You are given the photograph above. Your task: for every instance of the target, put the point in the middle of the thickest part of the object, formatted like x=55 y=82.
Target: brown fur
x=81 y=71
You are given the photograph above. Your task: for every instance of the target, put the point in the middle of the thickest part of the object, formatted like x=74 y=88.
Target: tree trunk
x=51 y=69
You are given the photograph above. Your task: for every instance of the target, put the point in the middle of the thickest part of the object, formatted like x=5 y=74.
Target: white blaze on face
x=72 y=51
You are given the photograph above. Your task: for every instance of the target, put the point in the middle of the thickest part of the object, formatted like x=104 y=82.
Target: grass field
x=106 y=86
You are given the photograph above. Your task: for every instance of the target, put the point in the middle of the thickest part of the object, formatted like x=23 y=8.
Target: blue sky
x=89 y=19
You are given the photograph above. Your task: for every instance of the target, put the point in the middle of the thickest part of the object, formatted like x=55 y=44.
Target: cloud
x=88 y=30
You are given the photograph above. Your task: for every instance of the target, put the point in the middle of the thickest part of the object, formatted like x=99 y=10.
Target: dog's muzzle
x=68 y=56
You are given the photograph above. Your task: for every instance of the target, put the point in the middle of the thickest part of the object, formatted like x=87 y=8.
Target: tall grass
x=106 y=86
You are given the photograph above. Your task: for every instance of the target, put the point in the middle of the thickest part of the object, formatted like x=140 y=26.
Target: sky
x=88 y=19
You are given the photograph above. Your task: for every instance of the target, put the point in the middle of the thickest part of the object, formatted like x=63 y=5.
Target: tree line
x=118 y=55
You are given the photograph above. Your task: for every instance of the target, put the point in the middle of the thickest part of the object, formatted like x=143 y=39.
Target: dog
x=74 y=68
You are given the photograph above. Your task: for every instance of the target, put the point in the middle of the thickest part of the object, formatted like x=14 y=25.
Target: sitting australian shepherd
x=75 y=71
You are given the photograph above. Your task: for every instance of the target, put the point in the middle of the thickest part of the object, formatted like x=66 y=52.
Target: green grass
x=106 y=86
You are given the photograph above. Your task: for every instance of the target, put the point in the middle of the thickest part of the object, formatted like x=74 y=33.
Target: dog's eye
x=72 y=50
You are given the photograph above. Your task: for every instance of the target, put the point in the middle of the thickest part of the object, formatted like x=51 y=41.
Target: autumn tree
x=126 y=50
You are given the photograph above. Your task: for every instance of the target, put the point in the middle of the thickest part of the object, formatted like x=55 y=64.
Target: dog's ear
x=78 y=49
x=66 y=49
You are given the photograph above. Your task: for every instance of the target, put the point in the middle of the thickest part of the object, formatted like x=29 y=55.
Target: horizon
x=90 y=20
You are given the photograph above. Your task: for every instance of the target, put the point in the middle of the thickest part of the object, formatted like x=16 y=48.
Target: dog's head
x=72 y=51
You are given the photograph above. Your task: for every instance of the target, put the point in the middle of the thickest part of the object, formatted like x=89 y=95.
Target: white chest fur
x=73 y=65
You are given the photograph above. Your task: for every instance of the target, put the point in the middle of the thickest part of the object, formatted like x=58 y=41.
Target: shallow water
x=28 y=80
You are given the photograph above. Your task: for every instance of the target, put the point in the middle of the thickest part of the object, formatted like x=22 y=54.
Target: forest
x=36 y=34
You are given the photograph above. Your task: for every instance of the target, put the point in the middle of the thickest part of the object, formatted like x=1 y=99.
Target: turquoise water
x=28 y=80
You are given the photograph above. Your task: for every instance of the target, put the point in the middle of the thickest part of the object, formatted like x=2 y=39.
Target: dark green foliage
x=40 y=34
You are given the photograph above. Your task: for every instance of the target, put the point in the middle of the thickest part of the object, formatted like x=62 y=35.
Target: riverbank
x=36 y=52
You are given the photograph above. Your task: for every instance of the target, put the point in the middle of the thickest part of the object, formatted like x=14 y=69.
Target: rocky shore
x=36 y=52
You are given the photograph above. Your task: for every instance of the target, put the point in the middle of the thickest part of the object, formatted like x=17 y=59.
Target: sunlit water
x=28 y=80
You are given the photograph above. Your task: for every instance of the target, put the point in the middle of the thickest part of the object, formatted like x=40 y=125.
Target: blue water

────────────────

Requirement –
Return exactly the lines of the data, and only those, from the line with "like x=14 y=69." through the last line, inclusive.

Answer for this exercise –
You are given the photograph above. Your task: for every instance of the target, put the point in the middle of the thickest part of the object, formatted like x=14 y=69.
Target: rocky shore
x=36 y=52
You are given the photograph above. Your task: for every instance of the target, put the point in the middle of the thickest part of the object, formatted like x=17 y=59.
Target: sunlit water
x=28 y=80
You are given the photograph above. Your task: for every instance of the target, put the point in the middle of the thickest part of the object, formatted like x=40 y=125.
Target: blue water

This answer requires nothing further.